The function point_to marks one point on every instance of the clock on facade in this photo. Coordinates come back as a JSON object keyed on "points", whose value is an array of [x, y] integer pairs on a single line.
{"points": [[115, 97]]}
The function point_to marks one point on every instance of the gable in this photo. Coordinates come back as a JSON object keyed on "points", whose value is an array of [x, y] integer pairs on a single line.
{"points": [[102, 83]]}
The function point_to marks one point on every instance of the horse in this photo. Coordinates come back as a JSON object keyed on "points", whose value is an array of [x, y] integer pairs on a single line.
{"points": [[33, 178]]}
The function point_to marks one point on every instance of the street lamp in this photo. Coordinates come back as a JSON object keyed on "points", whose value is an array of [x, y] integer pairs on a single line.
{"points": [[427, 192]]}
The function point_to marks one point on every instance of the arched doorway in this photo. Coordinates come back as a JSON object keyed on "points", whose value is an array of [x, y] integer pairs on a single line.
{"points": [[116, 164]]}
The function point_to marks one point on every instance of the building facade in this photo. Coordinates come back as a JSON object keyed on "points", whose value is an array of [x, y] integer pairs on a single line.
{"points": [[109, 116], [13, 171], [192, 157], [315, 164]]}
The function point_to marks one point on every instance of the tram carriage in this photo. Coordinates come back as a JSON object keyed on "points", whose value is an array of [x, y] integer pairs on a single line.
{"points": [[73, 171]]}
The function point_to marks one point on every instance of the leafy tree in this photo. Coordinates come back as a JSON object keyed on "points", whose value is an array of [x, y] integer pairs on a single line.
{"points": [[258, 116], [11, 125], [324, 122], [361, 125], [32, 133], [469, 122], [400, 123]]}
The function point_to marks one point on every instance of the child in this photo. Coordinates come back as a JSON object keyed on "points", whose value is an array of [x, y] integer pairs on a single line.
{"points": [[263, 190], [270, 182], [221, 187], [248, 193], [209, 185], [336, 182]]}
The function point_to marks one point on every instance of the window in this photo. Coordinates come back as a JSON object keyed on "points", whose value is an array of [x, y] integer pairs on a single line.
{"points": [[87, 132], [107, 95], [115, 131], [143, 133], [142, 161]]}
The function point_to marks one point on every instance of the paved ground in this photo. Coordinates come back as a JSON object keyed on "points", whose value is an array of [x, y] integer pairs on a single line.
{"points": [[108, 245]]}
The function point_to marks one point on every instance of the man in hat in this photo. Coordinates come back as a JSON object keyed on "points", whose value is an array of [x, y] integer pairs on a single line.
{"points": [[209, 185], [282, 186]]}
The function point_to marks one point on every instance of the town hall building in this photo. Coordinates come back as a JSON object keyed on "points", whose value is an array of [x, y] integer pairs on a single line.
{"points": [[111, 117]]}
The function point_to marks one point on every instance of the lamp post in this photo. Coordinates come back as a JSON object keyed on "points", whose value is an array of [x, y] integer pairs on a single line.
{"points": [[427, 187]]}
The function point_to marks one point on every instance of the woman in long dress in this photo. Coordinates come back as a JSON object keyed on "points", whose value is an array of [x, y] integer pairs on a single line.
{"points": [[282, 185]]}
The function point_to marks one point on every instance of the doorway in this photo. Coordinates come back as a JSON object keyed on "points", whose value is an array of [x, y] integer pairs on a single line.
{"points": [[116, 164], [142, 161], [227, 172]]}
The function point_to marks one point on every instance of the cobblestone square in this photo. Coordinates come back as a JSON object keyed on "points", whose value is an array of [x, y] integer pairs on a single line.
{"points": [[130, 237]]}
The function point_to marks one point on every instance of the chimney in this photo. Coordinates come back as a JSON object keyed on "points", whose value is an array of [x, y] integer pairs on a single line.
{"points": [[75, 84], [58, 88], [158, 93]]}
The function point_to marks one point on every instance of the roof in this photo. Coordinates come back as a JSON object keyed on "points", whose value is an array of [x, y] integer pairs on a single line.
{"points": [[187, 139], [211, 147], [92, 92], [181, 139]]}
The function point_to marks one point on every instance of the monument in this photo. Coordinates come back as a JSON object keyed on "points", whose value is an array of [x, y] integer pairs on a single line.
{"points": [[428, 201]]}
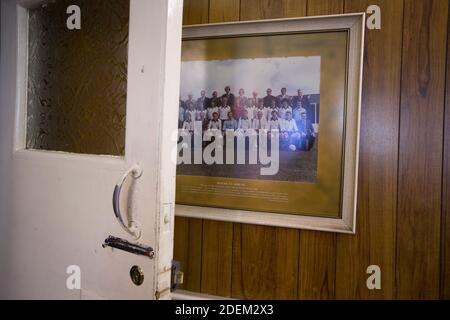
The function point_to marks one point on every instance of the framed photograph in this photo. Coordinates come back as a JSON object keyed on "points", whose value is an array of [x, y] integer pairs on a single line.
{"points": [[269, 122]]}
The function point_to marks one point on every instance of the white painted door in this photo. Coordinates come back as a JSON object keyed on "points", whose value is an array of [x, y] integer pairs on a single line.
{"points": [[56, 207]]}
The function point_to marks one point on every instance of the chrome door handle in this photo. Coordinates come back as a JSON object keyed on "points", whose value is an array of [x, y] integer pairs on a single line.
{"points": [[132, 228]]}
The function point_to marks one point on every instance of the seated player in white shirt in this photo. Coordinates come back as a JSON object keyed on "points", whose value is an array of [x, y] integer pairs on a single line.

- WHAT YOU WILL DO -
Repeat everything in the records precisely. Images are excluded from the copy.

- RESULT OF THIS EXERCISE -
The function point_to marks one point on every instance of the clock on facade in this photo. Coordinates come back as a JSON object keyed on "points", whose value is an array of [x, y] integer pairs on a single line.
{"points": [[115, 97]]}
The function point_to marks one point on every instance of the gable in this photo. Coordinates come back as a JSON object keyed on "points", whose value is an array of [x, y] integer pairs on a single line.
{"points": [[102, 83]]}
The function point_to marks one point on every instance of the horse in this photo. Coordinates come back as a JSON object keyed on "points", whose value is an array of [x, y] integer pairs on a single line.
{"points": [[33, 178]]}
The function point_to marks one point on every instance of the street lamp in this photo. Coordinates come back as a JSON object keyed on "points", whose value is an array of [x, y] integer pairs on a single line.
{"points": [[427, 192]]}
The function point_to marks one point on every instance of the arched doorway in this photo. Coordinates come back as a JSON object keyed on "points", whose value is an array of [x, y] integer pairs on a single line.
{"points": [[116, 164]]}
The function point_to marks one point on every instance of the building facade in this photo. Coordinates come back as a JSON object keyed on "points", whose value is an array of [x, y] integer pairs on a single line.
{"points": [[109, 116], [13, 171], [192, 157], [315, 164]]}
The function point_to marks one point on every instance of the tram carriage in this photo. Coordinates come back as a JSON object keyed on "points", whose value is an array of [x, y] integer pairs on a single line.
{"points": [[73, 171]]}
The function point_to marks one point on every instance of the leafy tree in this photo. Coordinates come back as a JSON object keyed on "points", whose value is an array of [x, y] integer pairs on a single line.
{"points": [[258, 116], [11, 125], [324, 122], [361, 125], [32, 133], [469, 122], [400, 123]]}
The function point_to marks one point on every instance of the child in this photo. Coordinates come back as a JSON object keyed on "points", whose value is an array of [x, y] integer pairs on a single line.
{"points": [[263, 190], [270, 182], [221, 187], [248, 193], [209, 185], [336, 182]]}
The function point_to marks one point on every instance of the window in this photo. Coordinates come back as a JSON object keyed on "points", whose value is an array of [x, y] integer pairs on a single line.
{"points": [[87, 132], [107, 95], [115, 131], [143, 133], [142, 161]]}
The function point_to marks one point on every instance of the paved ground in this photo. Coordinates come back as a JSON object keyed on "points", whose value is an array of [x, y] integer pairs on a single line.
{"points": [[108, 245]]}
The function point_to marks one point on every instance of the man in hat in this photo. Coordinates come back as a JSON object keyed on "points", whose value is an array of [x, y] integer pairs on a single line.
{"points": [[209, 185], [282, 186]]}
The function point_to marks one point on every instance of the town hall building in this photo. Coordinates come back as a JSON object keyed on "points", whose value is an array of [x, y] integer pairs on a single line.
{"points": [[111, 117]]}
The function point_to marks one point on every instance of the lamp post in this photo. Coordinates come back as a JSON object keyed on "points", whose value is an array of [x, y] integer pairs on a single line.
{"points": [[427, 187]]}
The function point_to marks one point on every instance of the woman in long dress in this photo. Coordinates come back as a JSON object keyed on "points", whose value is an array of [x, y] integer pairs on a single line.
{"points": [[282, 185]]}
The function point_to marks one point on every instance of the doorway in this photo. Coordinates come back as a JSON object keyed on "points", whose value is an array of [x, y] integer pairs on a single line.
{"points": [[116, 164], [142, 161], [227, 172]]}
The function point_to marks one point on every instance of the cobblestone square in this photo. Coordinates come back as a JSON object keyed on "points", whose value is an array of [x, y] integer pairs on a single line.
{"points": [[130, 237]]}
The function point_to marks one point on every instance of the chimney in this photo. Coordinates come back as a JSON object keyed on "points", whose value is an array of [x, y] integer pairs on a single line.
{"points": [[75, 84], [58, 88], [158, 93]]}
The function point_to marks one point on every instance of the roof in this photo. Coordinates come back as a JSON object keyed on "points", whose value is an array of [x, y] integer pairs on a single line.
{"points": [[187, 139], [211, 147], [92, 92], [181, 139]]}
The function point_to marks one point on every instance of the monument in this photo. Coordinates come back as a JSON object keyed on "points", whose value is an array of [x, y] integer pairs on a single line.
{"points": [[428, 201]]}
The function point_to marks one point on every instance of the framed photograph in this photo. Coordinates come back as a JSON object keyed on "points", whose value is an array of [x, y] integer pairs on a single line.
{"points": [[269, 122]]}
The function point_to marks one point on every instance of the white painted door in this photo. Coordinates come back as a JSON object keyed on "points", whose value is an array of [x, y] integer pairs on a single line.
{"points": [[56, 207]]}
The function point_to marks one point on every instance of the chrome door handle in this photo. Coordinates come back as a JSON object keyed on "points", whose value is an array of [x, y] integer pairs on a single line.
{"points": [[132, 228]]}
The function point_to marks one point on every instance of the seated player in white shirt in this photo. Coordinates come back as a JSON object keyed on "points", whose value is an array of [x, y] integer pairs on a single line.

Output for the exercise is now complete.